Direction: Return the stretch of lines from the one containing "Target: flag" through the end of the records, unchanged.

Records for identifying positions
....

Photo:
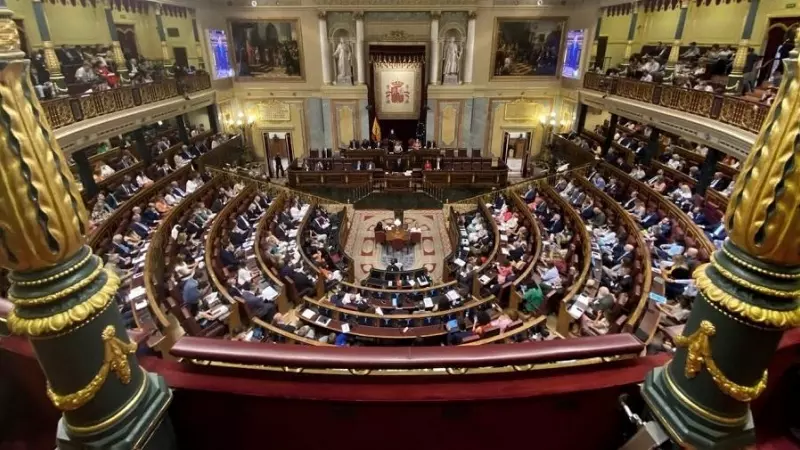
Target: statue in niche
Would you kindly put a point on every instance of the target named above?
(343, 57)
(452, 59)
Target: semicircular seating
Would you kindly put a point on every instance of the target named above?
(621, 264)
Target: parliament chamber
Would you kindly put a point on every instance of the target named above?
(225, 223)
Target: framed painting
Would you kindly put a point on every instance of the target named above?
(398, 89)
(527, 47)
(268, 49)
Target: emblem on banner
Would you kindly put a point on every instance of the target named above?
(397, 92)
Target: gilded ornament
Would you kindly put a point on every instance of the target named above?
(699, 355)
(25, 301)
(752, 286)
(779, 319)
(115, 359)
(762, 217)
(42, 207)
(45, 326)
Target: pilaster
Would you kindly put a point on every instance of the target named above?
(51, 62)
(469, 56)
(748, 296)
(63, 296)
(198, 44)
(359, 16)
(116, 48)
(162, 36)
(325, 47)
(436, 62)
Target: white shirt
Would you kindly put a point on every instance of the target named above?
(192, 186)
(142, 179)
(243, 276)
(180, 162)
(106, 171)
(171, 200)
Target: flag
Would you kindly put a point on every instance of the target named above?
(376, 130)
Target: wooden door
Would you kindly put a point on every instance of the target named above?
(127, 40)
(23, 38)
(181, 59)
(600, 56)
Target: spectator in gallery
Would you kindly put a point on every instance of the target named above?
(279, 171)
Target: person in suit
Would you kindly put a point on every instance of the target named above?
(556, 224)
(598, 218)
(718, 233)
(631, 202)
(718, 183)
(531, 194)
(241, 222)
(176, 190)
(150, 216)
(587, 211)
(649, 219)
(279, 172)
(125, 189)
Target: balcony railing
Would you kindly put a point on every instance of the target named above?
(68, 110)
(735, 111)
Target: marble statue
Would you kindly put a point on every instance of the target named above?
(343, 57)
(452, 58)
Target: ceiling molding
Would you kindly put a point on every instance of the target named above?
(723, 137)
(87, 132)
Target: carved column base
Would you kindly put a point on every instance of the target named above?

....

Reply:
Target: flag
Would you kindly put a point on every instance of the target named above?
(376, 130)
Target: wooden door
Would you kindly put a point on every instance of the target named above?
(127, 40)
(23, 38)
(181, 59)
(600, 56)
Target: spectator in gallery
Would you kindly put a point on every instance of the target named above?
(279, 171)
Target: person in suit
Would you kindly put a point on every instance of the target named above?
(556, 224)
(598, 218)
(718, 233)
(631, 202)
(718, 183)
(531, 194)
(241, 222)
(176, 190)
(150, 216)
(587, 211)
(649, 219)
(279, 172)
(125, 189)
Target: balcony railing
Would you kindly put a point on every instance of the target named above?
(68, 110)
(735, 111)
Target: marble statue
Would you kindly put a point on every instance of the target named above?
(343, 57)
(452, 58)
Target: ceiling molding
Would you kindly put a point on every instance of the target named above?
(723, 137)
(87, 132)
Target: carved column base
Would you kindly put a point on every instance of the target named above?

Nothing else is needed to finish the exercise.